start Source excerpt

3. The Import General Manifest was delivered on 12-8-1999.
4. At the time of the presentation of bills of entry on 7-8-1999 as well as at the time of the delivery of manifest on 12-8-1999, crude oil was liable to customs duty @ 10% ad valorem and sales tax was exempt in terms of the Sixth Schedule to the Sales Tax Act, 1990. On 16-8-1999, there was a change in the rate of sales tax as the exemption available to crude oil was withdrawn through the issuance of the Notification S.R.O. No. 922(1)/1999, dated 16-8-1999. During the finalization of the assessment, the Appraising Officials demanded payment of sales tax. However, the company through noting on the reverse of the bail of entry stated that the exemption from sales tax was available on 12-8-1999, the day, when the manifest for the vessel was delivered. Therefore, the company was not liable to pay sales tax on the imported goods. The contention of the company was accepted by the officials of the oil section and the bill of entry was accordingly, completed for final assessment and payment.
5. After a lapse of more than one year, a show-cause notice was issued. It was stated therein---
" ....The assessment was done on the misunderstanding that the import had been covered under section 79(2) of the Customs Act, 1969 and accordingly, the crucial date for assessment was taken as, the date of IGM, i.e. 12-8-1.999 when exemption of sales tax was allowed under Schedule VI to the Sales Tax Act, 1990. Whereas in terms of S.R.O. 922(1)/99, dated 16-8-1999 the sales tax was chargeable on the consignment under section 30 of the Customs Act, 1969 for which the bill of entry was presented on or after 16-8-1999. Keeping in view the application of the said S.R.O., the sales tax should have been levied 0 15%, on all bills of entry filed after the issuance of the said S.R.O. Thus, on account of misinterpretation of section 30 of the Customs Act, 1969, an amount of Rs. 7,74,50,602 was short levied towards the sales tax .... "
6. The company denied the charges levelled against it. The adjudicating officer, however, did not agree with the contention of the company. He accordingly enforced the demand. The said order is now being assailed through the present appeal inter alia on the following grounds:
(a) The factual position in respect of both of the consignments, as admitted by the department as well as the respondent-Company, is follows:
(i) Both of the bills of entry were presented in advance of the arrival of the conveyance on 7-8-1999.
(ii) The machine numbers for both the bills of entry were allocated on 18-8-1999.
(b) The only dispute is with regard to the change in the rate of sales tax which was made effective from 16-8-1999. The provisions with regard to the change in the rate of tax are contained in section 5 of the Sales Tax Act, 1990.
7. We have heard the parties. We believe that the demand raised by the department is illegal and not called for due to the following reasons:
(a) that the sales tax in respect of goods imported into Pakistan is to be charged and paid in the same manner and at the same time as if it were a duty of customs and the provisions of the Customs Act, so far as they relate to collection, payment and enforcement of tax on such goods are applicable, and where no specific A provision exists in the Sales Tax Act, 1990. Thus, it is categorically envisaged in subsection (1) of section 6 that where specific provision exists in the Sales Tax Act, 1990, the same shall override the provisions contained in the Customs Act, 1969. It is evident from the perusal of the foregoing paragraphs that specific provisions exist in the Sales Tax Act with regard to the change in the rate of tax and these provisions are contained in section 5 of the said Act.

end Source excerpt

What is expected: Write out the sales tax passage word for word, everything from "6. The company" down to "of the Sales Tax Act, 1990.". The material after this has no connection to the sales tax passage.

start Data section

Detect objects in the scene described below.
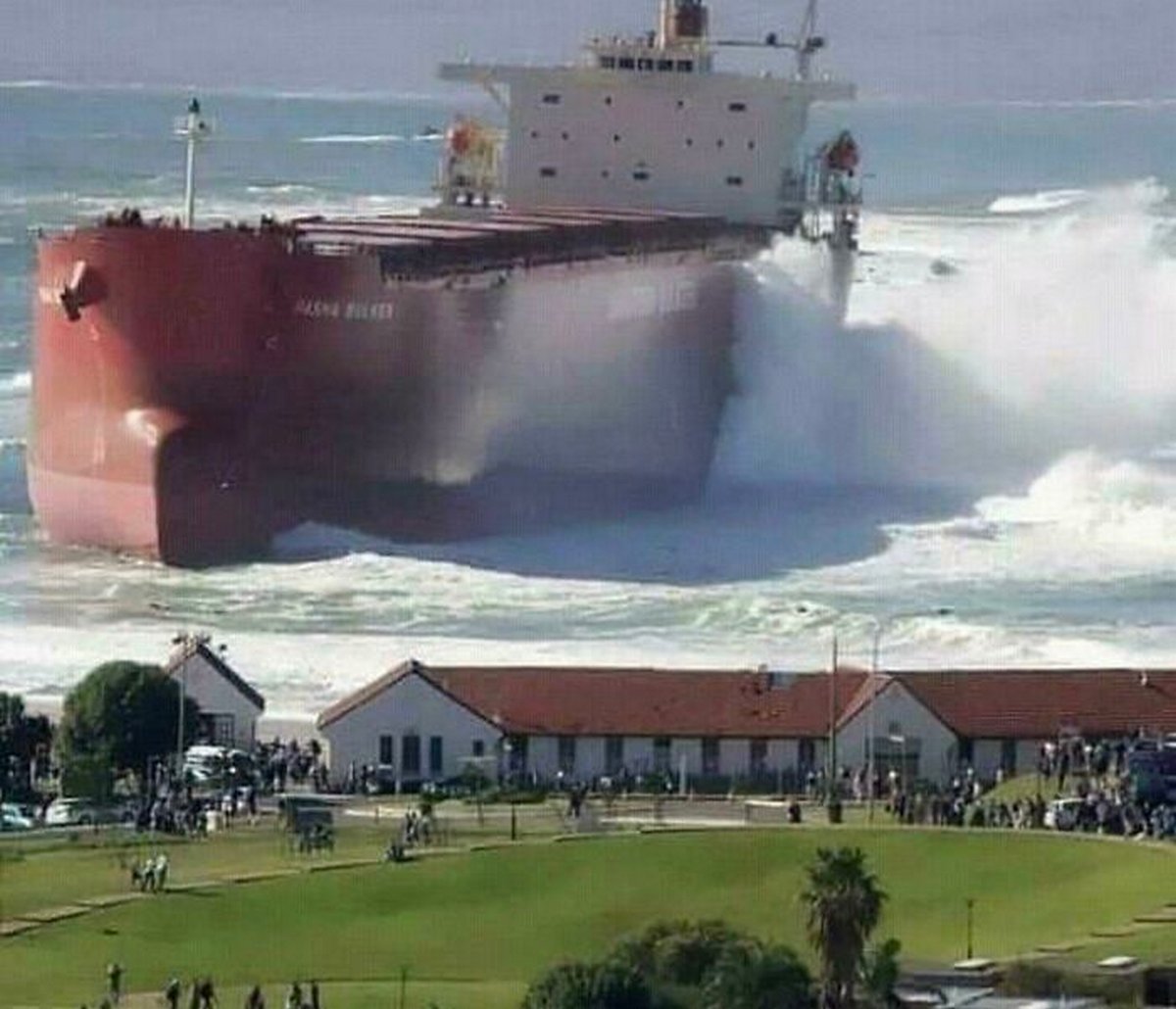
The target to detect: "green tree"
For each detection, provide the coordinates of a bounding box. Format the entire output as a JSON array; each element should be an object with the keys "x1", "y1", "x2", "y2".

end Data section

Solved problem:
6. The company denied the charges levelled against it. The adjudicating officer, however, did not agree with the contention of the company. He accordingly enforced the demand. The said order is now being assailed through the present appeal inter alia on the following grounds:
(a) The factual position in respect of both of the consignments, as admitted by the department as well as the respondent-Company, is follows:
(i) Both of the bills of entry were presented in advance of the arrival of the conveyance on 7-8-1999.
(ii) The machine numbers for both the bills of entry were allocated on 18-8-1999.
(b) The only dispute is with regard to the change in the rate of sales tax which was made effective from 16-8-1999. The provisions with regard to the change in the rate of tax are contained in section 5 of the Sales Tax Act, 1990.